Image point grounding data:
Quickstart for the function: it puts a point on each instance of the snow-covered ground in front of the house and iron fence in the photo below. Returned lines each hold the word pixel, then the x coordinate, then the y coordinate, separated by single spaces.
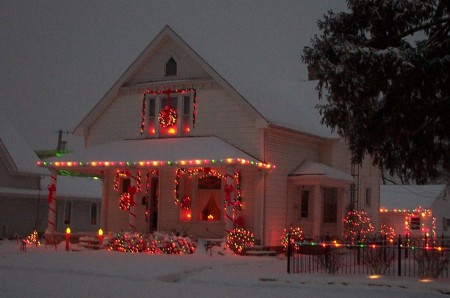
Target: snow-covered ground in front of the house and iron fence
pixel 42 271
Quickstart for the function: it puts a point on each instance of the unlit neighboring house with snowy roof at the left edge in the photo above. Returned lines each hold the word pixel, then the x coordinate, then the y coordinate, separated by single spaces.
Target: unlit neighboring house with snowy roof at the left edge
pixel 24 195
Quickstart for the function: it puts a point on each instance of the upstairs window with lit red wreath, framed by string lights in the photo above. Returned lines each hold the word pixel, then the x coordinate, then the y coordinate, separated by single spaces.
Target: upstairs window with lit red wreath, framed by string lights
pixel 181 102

● **Problem to solve**:
Only lines containing the word "single" matter here: count them in the entries and give the number, nothing else.

● **Solution to this exercise**:
3